### Exercise goal
Restate the data that follows exactly as it stands, beginning with the first line and ending with the line that contains "Label a point on each instance of the sepia".

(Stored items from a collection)
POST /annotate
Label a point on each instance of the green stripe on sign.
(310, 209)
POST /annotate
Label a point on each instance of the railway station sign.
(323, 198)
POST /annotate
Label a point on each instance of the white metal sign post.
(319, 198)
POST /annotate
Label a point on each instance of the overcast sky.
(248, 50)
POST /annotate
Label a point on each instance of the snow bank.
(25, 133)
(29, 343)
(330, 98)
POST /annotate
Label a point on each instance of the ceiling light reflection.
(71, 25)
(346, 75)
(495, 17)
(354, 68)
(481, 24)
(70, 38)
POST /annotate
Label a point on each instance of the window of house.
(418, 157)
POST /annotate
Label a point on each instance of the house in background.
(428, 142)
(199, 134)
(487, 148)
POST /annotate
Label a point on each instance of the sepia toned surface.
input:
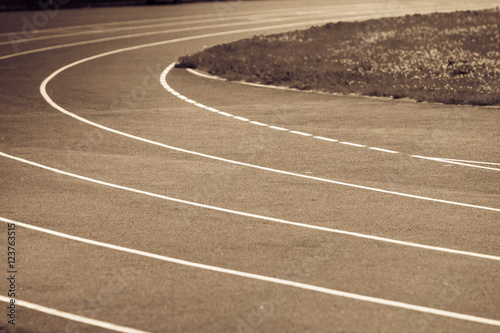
(265, 196)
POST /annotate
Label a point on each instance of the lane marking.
(197, 16)
(279, 128)
(241, 118)
(333, 292)
(62, 314)
(103, 30)
(457, 163)
(352, 144)
(384, 150)
(325, 139)
(445, 160)
(258, 123)
(222, 33)
(256, 216)
(43, 91)
(301, 133)
(465, 161)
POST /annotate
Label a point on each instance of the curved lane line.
(333, 292)
(214, 77)
(151, 33)
(444, 160)
(43, 91)
(255, 216)
(465, 161)
(67, 315)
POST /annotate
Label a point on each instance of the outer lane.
(89, 221)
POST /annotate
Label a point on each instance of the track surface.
(195, 225)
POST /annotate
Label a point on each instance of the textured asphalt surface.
(122, 91)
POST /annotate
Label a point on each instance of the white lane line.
(222, 33)
(100, 29)
(352, 144)
(206, 76)
(259, 217)
(43, 91)
(279, 128)
(66, 315)
(301, 133)
(241, 118)
(258, 123)
(457, 163)
(333, 292)
(465, 161)
(325, 139)
(384, 150)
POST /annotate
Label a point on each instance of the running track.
(150, 199)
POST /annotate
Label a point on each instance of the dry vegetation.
(452, 58)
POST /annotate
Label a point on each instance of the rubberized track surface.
(161, 201)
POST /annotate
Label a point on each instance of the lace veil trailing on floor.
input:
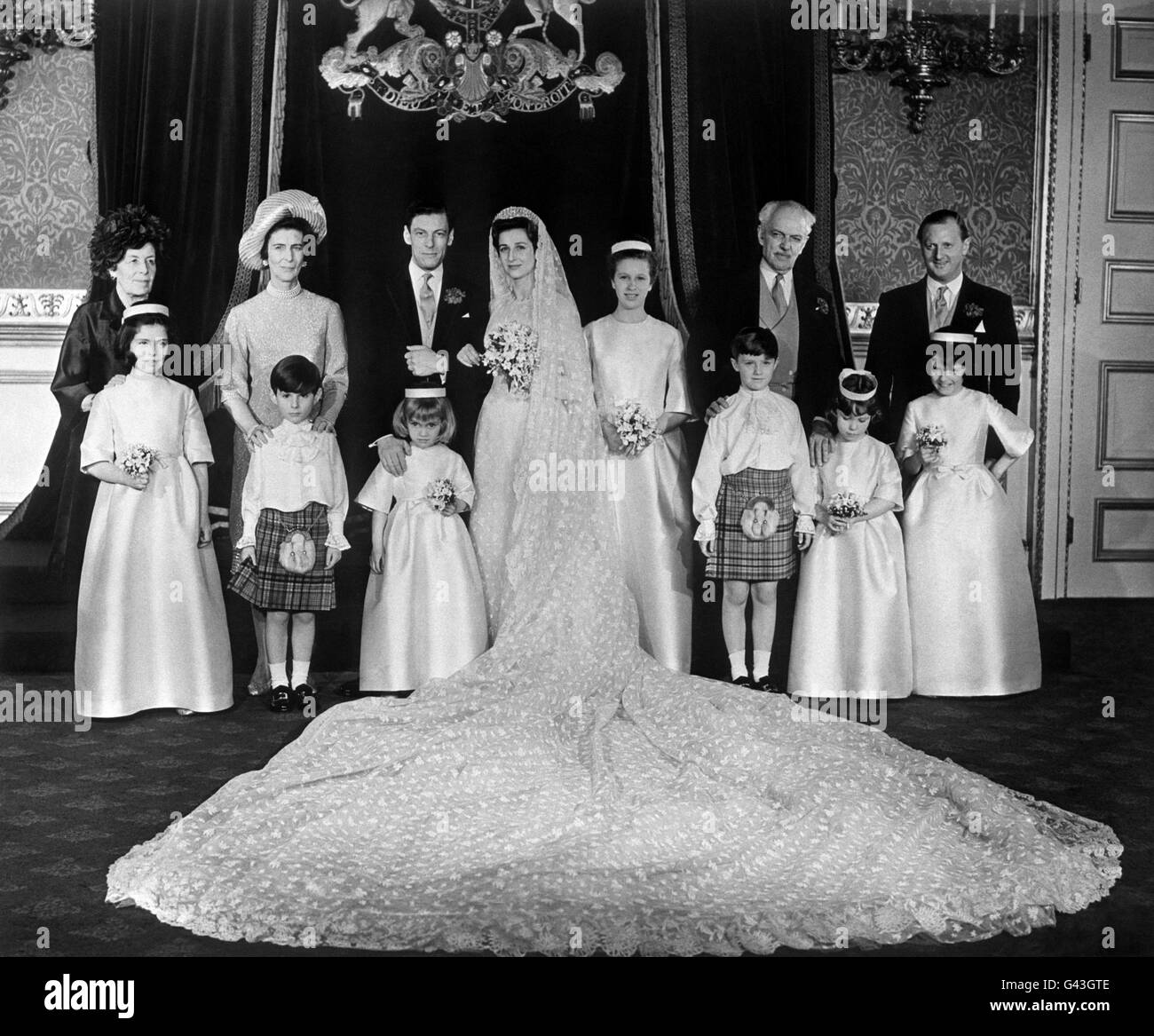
(565, 793)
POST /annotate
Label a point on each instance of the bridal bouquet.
(514, 350)
(441, 494)
(138, 459)
(846, 505)
(933, 436)
(636, 423)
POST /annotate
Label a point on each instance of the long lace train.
(565, 793)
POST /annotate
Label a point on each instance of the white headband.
(142, 308)
(857, 397)
(630, 246)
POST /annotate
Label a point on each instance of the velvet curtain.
(174, 112)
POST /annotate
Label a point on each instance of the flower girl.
(293, 510)
(850, 637)
(150, 624)
(970, 604)
(423, 605)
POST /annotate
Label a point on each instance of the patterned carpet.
(74, 801)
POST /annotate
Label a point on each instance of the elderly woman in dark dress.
(123, 249)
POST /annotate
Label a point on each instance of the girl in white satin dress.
(565, 778)
(423, 607)
(638, 358)
(850, 637)
(970, 601)
(150, 623)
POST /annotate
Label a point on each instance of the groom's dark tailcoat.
(733, 301)
(462, 315)
(901, 334)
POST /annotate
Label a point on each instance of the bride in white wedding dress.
(565, 793)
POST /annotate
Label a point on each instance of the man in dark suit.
(791, 304)
(945, 297)
(431, 315)
(778, 296)
(431, 319)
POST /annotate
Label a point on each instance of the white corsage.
(138, 459)
(514, 350)
(635, 423)
(441, 494)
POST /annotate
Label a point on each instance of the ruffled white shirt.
(757, 430)
(298, 466)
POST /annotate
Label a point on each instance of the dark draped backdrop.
(174, 111)
(743, 104)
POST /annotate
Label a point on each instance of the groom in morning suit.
(945, 297)
(431, 318)
(431, 315)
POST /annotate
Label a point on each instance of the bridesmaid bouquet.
(846, 505)
(138, 459)
(514, 350)
(636, 423)
(441, 494)
(933, 436)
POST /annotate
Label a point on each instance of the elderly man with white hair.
(779, 296)
(795, 308)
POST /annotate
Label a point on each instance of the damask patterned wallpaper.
(47, 185)
(889, 178)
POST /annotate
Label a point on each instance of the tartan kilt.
(269, 585)
(737, 555)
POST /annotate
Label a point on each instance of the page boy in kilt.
(755, 457)
(293, 509)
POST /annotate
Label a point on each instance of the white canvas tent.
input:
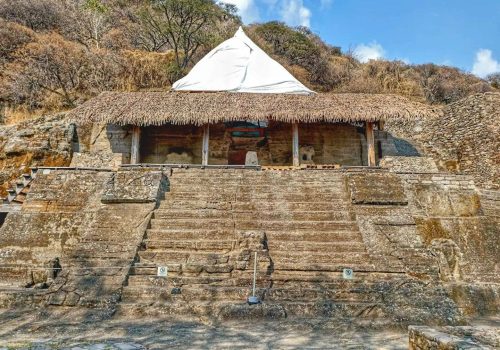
(239, 65)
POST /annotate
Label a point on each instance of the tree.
(51, 64)
(183, 26)
(34, 14)
(494, 80)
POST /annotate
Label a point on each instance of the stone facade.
(69, 221)
(340, 143)
(465, 139)
(46, 141)
(453, 338)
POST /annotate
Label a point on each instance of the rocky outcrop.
(465, 139)
(69, 245)
(45, 141)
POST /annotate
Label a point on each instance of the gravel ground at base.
(44, 330)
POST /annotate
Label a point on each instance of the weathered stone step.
(271, 196)
(190, 234)
(178, 224)
(190, 294)
(267, 215)
(80, 254)
(87, 247)
(313, 236)
(282, 189)
(182, 257)
(358, 266)
(314, 247)
(179, 280)
(292, 206)
(312, 258)
(184, 224)
(193, 245)
(248, 205)
(332, 309)
(314, 294)
(305, 278)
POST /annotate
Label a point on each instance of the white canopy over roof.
(239, 65)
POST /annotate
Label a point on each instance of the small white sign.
(162, 271)
(348, 274)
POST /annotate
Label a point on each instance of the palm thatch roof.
(155, 108)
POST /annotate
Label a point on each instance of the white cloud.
(373, 51)
(246, 9)
(294, 13)
(485, 64)
(326, 3)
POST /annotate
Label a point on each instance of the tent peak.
(239, 65)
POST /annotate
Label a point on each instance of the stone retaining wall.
(465, 139)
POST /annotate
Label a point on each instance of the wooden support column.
(204, 152)
(295, 144)
(370, 142)
(136, 141)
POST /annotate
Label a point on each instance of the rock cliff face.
(465, 139)
(420, 246)
(46, 141)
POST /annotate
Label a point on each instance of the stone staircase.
(17, 193)
(300, 223)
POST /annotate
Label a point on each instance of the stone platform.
(421, 246)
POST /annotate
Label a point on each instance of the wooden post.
(136, 141)
(204, 151)
(370, 142)
(295, 144)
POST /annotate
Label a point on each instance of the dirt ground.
(65, 329)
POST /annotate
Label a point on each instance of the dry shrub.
(146, 70)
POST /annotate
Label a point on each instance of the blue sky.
(461, 33)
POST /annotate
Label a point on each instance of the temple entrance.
(246, 141)
(267, 143)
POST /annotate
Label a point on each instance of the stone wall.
(453, 338)
(344, 144)
(106, 146)
(46, 141)
(87, 223)
(465, 139)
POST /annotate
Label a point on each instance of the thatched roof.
(155, 108)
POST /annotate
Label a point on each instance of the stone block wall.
(344, 144)
(45, 141)
(91, 222)
(453, 338)
(465, 139)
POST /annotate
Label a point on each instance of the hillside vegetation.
(55, 54)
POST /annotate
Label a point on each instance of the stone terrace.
(420, 244)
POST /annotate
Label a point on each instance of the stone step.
(305, 278)
(262, 215)
(163, 258)
(293, 206)
(242, 205)
(364, 266)
(314, 294)
(312, 258)
(80, 254)
(313, 236)
(194, 293)
(191, 234)
(332, 309)
(178, 224)
(257, 196)
(253, 191)
(179, 280)
(314, 247)
(192, 245)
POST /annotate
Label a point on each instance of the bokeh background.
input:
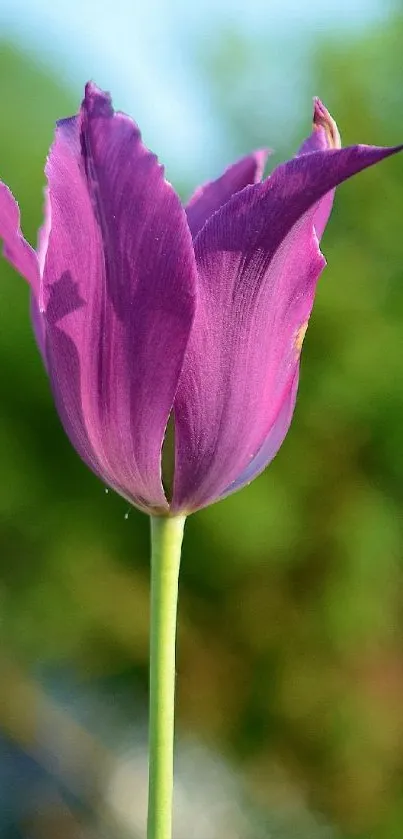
(290, 650)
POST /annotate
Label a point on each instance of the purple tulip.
(144, 310)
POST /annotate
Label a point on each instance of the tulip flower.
(147, 312)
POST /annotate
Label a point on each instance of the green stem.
(166, 542)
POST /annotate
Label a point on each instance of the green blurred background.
(290, 651)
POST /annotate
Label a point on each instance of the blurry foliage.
(290, 651)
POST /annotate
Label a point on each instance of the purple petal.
(258, 261)
(118, 290)
(15, 248)
(273, 441)
(207, 199)
(325, 135)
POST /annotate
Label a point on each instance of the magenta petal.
(258, 261)
(15, 248)
(118, 289)
(325, 135)
(207, 199)
(273, 441)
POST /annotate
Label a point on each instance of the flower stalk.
(166, 543)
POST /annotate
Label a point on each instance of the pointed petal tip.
(96, 102)
(323, 119)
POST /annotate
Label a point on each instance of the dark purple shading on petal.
(207, 199)
(15, 248)
(325, 135)
(118, 290)
(258, 261)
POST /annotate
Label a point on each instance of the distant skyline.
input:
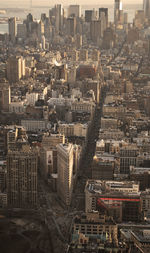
(26, 3)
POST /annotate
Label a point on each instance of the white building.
(65, 172)
(31, 98)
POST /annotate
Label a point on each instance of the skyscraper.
(74, 10)
(146, 8)
(22, 178)
(65, 172)
(105, 11)
(58, 17)
(12, 28)
(15, 68)
(5, 97)
(117, 11)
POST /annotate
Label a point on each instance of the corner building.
(65, 172)
(22, 178)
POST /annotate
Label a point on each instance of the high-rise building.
(65, 172)
(5, 97)
(40, 30)
(71, 26)
(21, 31)
(105, 11)
(15, 68)
(146, 8)
(83, 55)
(12, 28)
(96, 30)
(58, 17)
(22, 178)
(128, 157)
(117, 11)
(74, 10)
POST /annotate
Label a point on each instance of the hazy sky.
(22, 3)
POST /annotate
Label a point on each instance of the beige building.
(77, 129)
(15, 68)
(109, 123)
(22, 178)
(34, 125)
(5, 97)
(65, 172)
(48, 153)
(128, 157)
(93, 225)
(12, 28)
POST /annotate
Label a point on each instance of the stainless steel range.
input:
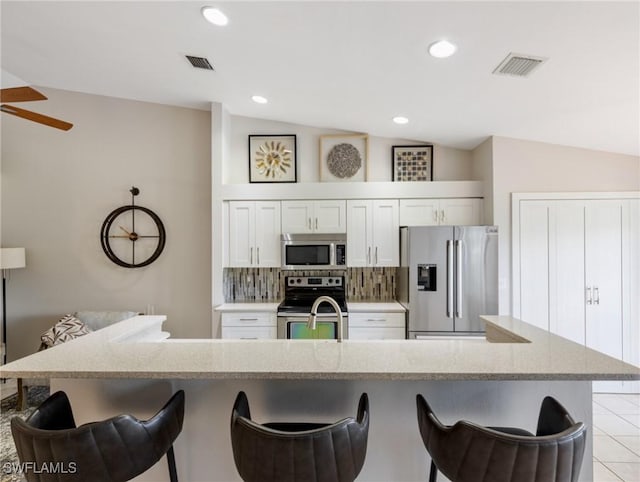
(300, 292)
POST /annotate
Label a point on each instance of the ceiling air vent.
(199, 62)
(518, 65)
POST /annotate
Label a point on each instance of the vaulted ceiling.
(352, 65)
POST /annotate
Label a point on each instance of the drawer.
(248, 318)
(379, 320)
(249, 332)
(376, 333)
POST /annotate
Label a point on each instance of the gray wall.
(57, 188)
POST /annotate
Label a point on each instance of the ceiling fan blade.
(35, 117)
(20, 94)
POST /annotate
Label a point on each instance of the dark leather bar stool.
(116, 449)
(466, 452)
(294, 452)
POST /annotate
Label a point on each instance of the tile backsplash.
(267, 284)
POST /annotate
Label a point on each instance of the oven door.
(294, 327)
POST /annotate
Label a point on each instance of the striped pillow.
(68, 328)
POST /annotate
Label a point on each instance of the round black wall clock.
(132, 236)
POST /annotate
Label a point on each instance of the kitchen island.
(132, 367)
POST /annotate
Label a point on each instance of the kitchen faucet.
(311, 324)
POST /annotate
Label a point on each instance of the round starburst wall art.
(272, 158)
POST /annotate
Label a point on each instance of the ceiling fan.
(25, 94)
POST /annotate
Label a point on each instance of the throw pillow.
(68, 328)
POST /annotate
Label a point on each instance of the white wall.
(57, 188)
(449, 164)
(527, 166)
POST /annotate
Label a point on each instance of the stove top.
(301, 291)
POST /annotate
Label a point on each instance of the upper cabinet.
(372, 233)
(438, 212)
(254, 234)
(327, 216)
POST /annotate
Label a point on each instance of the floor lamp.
(10, 258)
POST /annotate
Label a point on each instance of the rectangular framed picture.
(272, 158)
(344, 157)
(412, 163)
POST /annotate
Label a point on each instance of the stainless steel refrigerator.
(448, 277)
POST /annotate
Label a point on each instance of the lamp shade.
(11, 258)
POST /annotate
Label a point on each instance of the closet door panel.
(603, 275)
(534, 263)
(566, 265)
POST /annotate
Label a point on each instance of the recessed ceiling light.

### Response
POST /annotate
Label a point on each instance of the green stripe on sign.
(310, 209)
POST /annotate
Label a point on each instance of the railway station sign.
(323, 198)
POST /annotate
Label a point on each instance of the white metal sign post.
(319, 198)
POST /annotate
Label a point on each instance of the overcast sky.
(248, 50)
POST /annotate
Label a point on each instance of the snow bank.
(25, 133)
(29, 343)
(330, 98)
POST /annotate
Label a point on each instance of the ceiling light reflection.
(71, 25)
(346, 75)
(495, 17)
(354, 68)
(481, 24)
(70, 38)
POST /annotate
Label a point on each instance of the window of house.
(418, 157)
POST /annotate
Label a point on each instance of the house in background.
(428, 142)
(199, 134)
(487, 148)
POST /annotate
Label a point on each instance of the sepia toned surface.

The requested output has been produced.